-- PROVIDED INFORMATION --
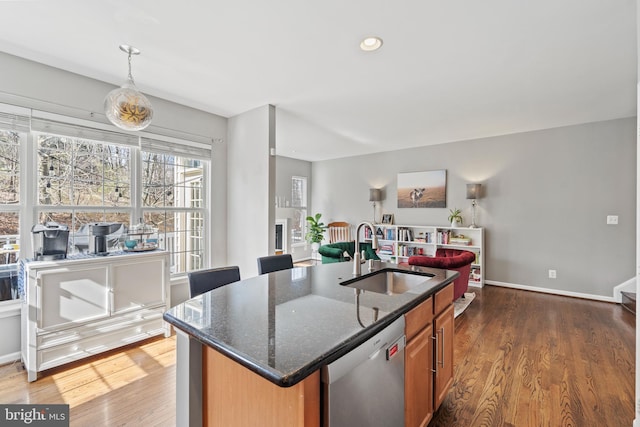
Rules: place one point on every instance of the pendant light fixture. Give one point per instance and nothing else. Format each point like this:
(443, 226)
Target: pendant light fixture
(126, 107)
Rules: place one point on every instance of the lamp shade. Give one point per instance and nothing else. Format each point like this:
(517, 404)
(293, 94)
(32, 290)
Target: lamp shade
(375, 195)
(473, 191)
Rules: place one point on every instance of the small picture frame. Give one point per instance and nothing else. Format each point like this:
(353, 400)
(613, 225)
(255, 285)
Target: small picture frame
(387, 218)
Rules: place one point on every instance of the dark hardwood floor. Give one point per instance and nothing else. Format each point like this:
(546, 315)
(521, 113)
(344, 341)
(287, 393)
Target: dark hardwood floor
(531, 359)
(521, 359)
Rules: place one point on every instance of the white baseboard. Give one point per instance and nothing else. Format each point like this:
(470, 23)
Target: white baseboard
(8, 358)
(628, 286)
(551, 291)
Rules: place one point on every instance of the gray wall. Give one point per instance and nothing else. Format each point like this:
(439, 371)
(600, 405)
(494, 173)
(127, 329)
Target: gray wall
(546, 198)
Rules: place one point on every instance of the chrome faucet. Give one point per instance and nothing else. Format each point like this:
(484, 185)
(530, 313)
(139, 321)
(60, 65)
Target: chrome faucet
(356, 254)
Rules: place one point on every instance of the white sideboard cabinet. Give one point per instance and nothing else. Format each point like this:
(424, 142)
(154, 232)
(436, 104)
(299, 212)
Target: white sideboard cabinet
(76, 308)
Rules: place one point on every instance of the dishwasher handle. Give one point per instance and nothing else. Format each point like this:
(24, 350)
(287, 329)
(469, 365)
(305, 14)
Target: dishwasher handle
(389, 342)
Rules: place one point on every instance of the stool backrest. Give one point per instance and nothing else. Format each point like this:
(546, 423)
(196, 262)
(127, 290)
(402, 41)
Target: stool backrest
(202, 281)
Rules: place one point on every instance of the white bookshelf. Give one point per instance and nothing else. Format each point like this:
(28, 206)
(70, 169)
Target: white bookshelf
(399, 242)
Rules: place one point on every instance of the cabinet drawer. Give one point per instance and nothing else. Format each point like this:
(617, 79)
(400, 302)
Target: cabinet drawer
(61, 354)
(78, 333)
(444, 298)
(418, 318)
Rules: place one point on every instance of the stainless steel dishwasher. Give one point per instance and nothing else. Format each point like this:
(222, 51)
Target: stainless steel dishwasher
(365, 387)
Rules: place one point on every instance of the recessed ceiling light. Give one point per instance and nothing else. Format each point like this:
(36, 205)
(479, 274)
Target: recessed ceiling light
(370, 44)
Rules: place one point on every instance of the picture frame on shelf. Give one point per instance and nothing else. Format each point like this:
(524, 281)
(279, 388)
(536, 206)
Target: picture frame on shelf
(387, 218)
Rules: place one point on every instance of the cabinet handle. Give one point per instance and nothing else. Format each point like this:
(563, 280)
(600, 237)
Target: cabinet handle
(442, 332)
(435, 338)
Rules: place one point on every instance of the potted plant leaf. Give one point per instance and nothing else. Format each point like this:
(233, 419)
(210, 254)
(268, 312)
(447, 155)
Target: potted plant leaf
(315, 231)
(455, 218)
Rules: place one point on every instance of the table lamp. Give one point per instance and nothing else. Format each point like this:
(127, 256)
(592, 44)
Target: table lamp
(375, 195)
(473, 193)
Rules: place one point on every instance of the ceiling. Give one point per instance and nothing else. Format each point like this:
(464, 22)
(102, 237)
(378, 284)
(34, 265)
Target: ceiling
(448, 70)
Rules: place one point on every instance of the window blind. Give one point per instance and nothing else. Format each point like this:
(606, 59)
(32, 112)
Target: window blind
(189, 149)
(14, 118)
(76, 128)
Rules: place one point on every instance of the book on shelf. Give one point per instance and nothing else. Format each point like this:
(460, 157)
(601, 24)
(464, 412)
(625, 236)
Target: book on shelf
(460, 240)
(385, 249)
(408, 251)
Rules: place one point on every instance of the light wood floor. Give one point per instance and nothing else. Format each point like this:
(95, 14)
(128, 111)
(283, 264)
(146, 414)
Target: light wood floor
(521, 359)
(531, 359)
(130, 387)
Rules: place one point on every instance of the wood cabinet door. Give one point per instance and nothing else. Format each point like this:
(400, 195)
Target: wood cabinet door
(418, 384)
(443, 354)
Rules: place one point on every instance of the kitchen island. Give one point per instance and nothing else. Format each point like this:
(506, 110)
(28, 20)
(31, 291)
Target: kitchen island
(257, 346)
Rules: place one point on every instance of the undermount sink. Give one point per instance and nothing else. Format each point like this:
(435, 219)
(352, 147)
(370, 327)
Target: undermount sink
(387, 282)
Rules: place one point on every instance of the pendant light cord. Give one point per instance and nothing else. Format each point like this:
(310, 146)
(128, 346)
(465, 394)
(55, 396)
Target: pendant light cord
(130, 75)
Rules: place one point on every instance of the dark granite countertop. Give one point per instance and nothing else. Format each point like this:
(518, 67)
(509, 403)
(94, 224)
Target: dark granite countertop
(287, 324)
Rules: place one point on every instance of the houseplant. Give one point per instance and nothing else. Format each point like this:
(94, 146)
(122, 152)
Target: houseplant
(455, 218)
(315, 231)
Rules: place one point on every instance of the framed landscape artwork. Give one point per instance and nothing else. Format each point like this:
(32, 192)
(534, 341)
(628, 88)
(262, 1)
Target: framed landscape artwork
(422, 189)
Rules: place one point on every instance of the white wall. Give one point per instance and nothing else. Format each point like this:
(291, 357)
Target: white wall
(251, 189)
(546, 198)
(286, 168)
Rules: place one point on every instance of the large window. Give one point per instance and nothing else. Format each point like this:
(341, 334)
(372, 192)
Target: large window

-- WORK REQUIRED --
Output, word for word, the full listing above, with no pictures.

-- YOUR RESPONSE --
Rules: place one point on every instance of the pendant light fixture. Give one point per instance and nothing else. Format each point like this:
(443, 226)
Target: pendant light fixture
(126, 107)
Rules: place one point on every instance of the lamp shade. Give one point per instance and nothing else. Format each point like this:
(517, 404)
(293, 94)
(32, 290)
Target: lamp shade
(375, 195)
(473, 191)
Rules: place one point on every instance of the small picture frame. Give one point per instance and nothing else. Format each point like this:
(353, 400)
(613, 225)
(255, 285)
Target: small picture frame
(387, 218)
Rules: place one point on every instance of the dark hardwood floor. Give one point per instance and nothing else. Format each point like this:
(546, 315)
(521, 113)
(344, 341)
(287, 393)
Target: dark hardwood floor
(531, 359)
(521, 359)
Rules: place one point on every instance of the white baseboard. Give one point per instance and nothing else. Format each point like this:
(470, 23)
Target: white baseboard
(8, 358)
(628, 286)
(551, 291)
Rules: place one point on every instance of the gray wall. Give one point per instance and nothing else. Format each point like this:
(439, 371)
(600, 405)
(494, 173)
(127, 329)
Target: gray wall
(546, 198)
Rules: place one point on every instance of the chrome faucet. Give one point per instance and nothing else. Format each point like this:
(484, 185)
(530, 313)
(139, 321)
(60, 65)
Target: chrome faucet
(356, 254)
Rules: place one point on every instance of the white sideboard cabinet. Give one point per instance and nothing else. Format each point like this:
(424, 142)
(154, 232)
(436, 104)
(299, 212)
Target: white sideboard cabinet
(76, 308)
Rules: place one point on every instance of the dishwasher handle. Give one point per instance and nothing else. Format each point like this:
(24, 350)
(287, 329)
(469, 365)
(305, 14)
Target: dishwasher handle
(389, 342)
Rules: place one point on every instance of the stool backrest. Give one point per instance and nothing else. Format each point like this:
(546, 423)
(196, 262)
(127, 290)
(402, 41)
Target: stool backrest
(202, 281)
Rules: place one point on every instance of the white bookshelf. Give one point per instance and nothing else. Format each point like this:
(28, 206)
(70, 169)
Target: white bookshelf
(399, 242)
Rules: place one point on every instance of the cabinet drawer. Give one point per instance and nothing else. Format each point like this:
(617, 79)
(400, 302)
Target: cabinet drawer
(61, 354)
(78, 333)
(444, 298)
(418, 318)
Rules: place one point on every instance of the stainless steel dishwasher. Give one point per instance and nothing else. Format each point like this:
(222, 51)
Target: stainless steel dishwasher
(365, 387)
Rules: place one point on every instance of the recessed ceiling light. Give one point per instance and nothing else. Format each point like this:
(36, 205)
(479, 274)
Target: recessed ceiling light
(370, 44)
Rules: place one point on every instance of the picture frame on shelf. Give one point per instance and nothing else. Format each point like this:
(524, 281)
(279, 388)
(536, 206)
Target: picture frame on shelf
(387, 218)
Rules: place one point on every instance of the cabinet handle. Give one point per instance and nothing else. Format each point like this:
(563, 280)
(600, 237)
Target: cabinet handle
(442, 332)
(435, 338)
Rules: place one point on every instance of the potted plant leaf. Give one point per instance and nothing else. Format each point like this:
(233, 419)
(210, 254)
(268, 312)
(447, 155)
Target: potted plant leaf
(315, 231)
(455, 218)
Rules: place one point on every instance of the table lamp. Give one point per instance and nothing else. Format each point like this:
(127, 256)
(592, 44)
Target: table lamp
(375, 195)
(473, 193)
Rules: place one point on every instance of the ceiling. Give one point per instance and nothing else. Format each point like this:
(464, 22)
(102, 237)
(378, 284)
(34, 265)
Target: ceiling
(448, 70)
Rules: place one point on every instance of the window blind. Give one point per instance and nothing else. Format each point like this:
(606, 59)
(32, 112)
Target: window blind
(189, 149)
(14, 118)
(76, 128)
Rules: place one point on every instance of the book on shelf. Give one point per instance and nothing else. Format each point like this:
(460, 157)
(601, 24)
(464, 412)
(625, 236)
Target: book on shelf
(460, 240)
(385, 249)
(408, 251)
Rules: place one point on every instance of the light wood floor. Give one point per instance and nothing else. Format each point like this:
(95, 14)
(128, 111)
(283, 264)
(146, 414)
Target: light wood floor
(521, 359)
(531, 359)
(130, 387)
Rules: place one point on every instance of the wood cabinet door. Give one point per instance and nothing else. Format each point like this:
(400, 195)
Target: wood cabinet door
(418, 384)
(443, 354)
Rules: place one point on every instance of the kitchen island. Give one point per instance and nothing else. Format each point like this:
(506, 110)
(28, 20)
(31, 291)
Target: kitchen island
(257, 346)
Rules: place one point on every instance of the undermount sink. Give one point per instance and nothing else. Format each point like this:
(435, 219)
(352, 147)
(370, 327)
Target: undermount sink
(387, 282)
Rules: place one point on every instance of the pendant light cord. Give one point per instance and nothing else. Format each point like this:
(310, 146)
(128, 346)
(465, 394)
(55, 396)
Target: pendant light cord
(130, 75)
Rules: place one point on every instance of the dark granite countertop. Give one point per instance and nothing else. Format each point like this:
(518, 67)
(509, 403)
(94, 224)
Target: dark granite countertop
(287, 324)
Rules: place one point on every instance of the houseplant. Give one point per instance and nothing else. Format each point like this:
(94, 146)
(122, 152)
Target: houseplant
(455, 218)
(315, 231)
Rules: place one point on every instance of the framed landscape artwork. Give one point per instance and nothing else. Format each point like this:
(32, 192)
(534, 341)
(628, 88)
(262, 1)
Target: framed landscape artwork
(422, 189)
Rules: place one point on every instance of the white wall. Give one point per instance and nothing else. Format each point like this:
(291, 357)
Target: white wall
(251, 189)
(546, 198)
(286, 168)
Rules: place one point on every instance of the large window. Give one point per instance and nothing else. Format each point like this:
(341, 334)
(372, 192)
Target: large window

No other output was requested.